→ **YOUR TASK**: From the line below that contains "TARGET: the man in dark suit behind" to the line that contains "TARGET: the dark trousers", repeat every line exactly, both ends included, and nothing else.

→ **DATA SECTION**:

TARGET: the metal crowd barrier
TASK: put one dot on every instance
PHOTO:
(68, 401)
---
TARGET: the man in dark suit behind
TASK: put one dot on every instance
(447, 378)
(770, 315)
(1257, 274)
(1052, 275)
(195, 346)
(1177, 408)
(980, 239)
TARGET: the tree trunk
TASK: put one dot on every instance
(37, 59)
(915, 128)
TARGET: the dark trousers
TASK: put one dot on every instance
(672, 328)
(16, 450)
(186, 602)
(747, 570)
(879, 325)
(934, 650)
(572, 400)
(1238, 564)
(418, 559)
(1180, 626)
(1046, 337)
...
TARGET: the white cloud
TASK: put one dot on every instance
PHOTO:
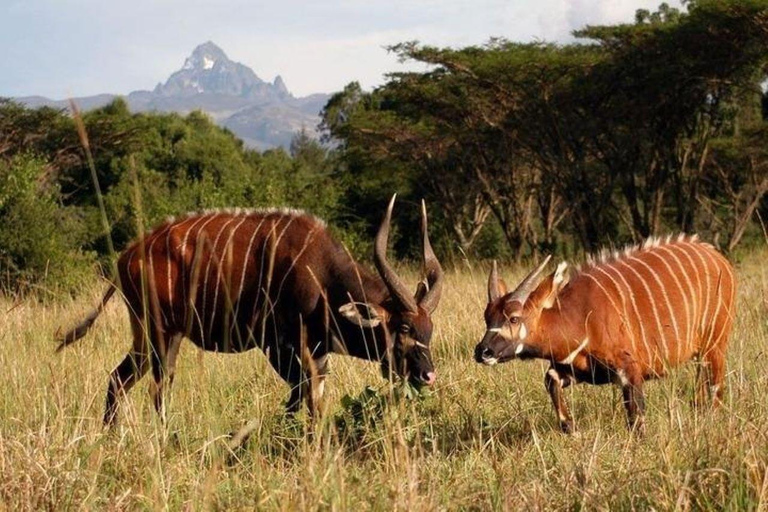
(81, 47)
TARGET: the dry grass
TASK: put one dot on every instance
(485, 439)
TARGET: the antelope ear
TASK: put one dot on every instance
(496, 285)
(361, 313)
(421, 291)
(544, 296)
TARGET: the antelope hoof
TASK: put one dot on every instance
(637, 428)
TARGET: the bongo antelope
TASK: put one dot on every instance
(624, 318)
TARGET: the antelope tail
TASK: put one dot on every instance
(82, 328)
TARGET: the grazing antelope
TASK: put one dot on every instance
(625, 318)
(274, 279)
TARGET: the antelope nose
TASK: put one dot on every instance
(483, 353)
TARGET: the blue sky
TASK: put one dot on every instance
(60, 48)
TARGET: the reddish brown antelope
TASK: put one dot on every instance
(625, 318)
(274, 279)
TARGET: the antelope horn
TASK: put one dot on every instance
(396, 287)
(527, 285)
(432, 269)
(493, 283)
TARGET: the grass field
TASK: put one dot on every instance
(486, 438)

→ **RESPONSE AREA**:
TARGET: the man in dark suit behind
TASK: put one dot on every instance
(447, 378)
(770, 315)
(1257, 274)
(1052, 275)
(195, 346)
(1177, 408)
(980, 239)
TARGET: the tree trunk
TASK: put one dot on every instance
(37, 59)
(915, 128)
TARGET: the dark trousers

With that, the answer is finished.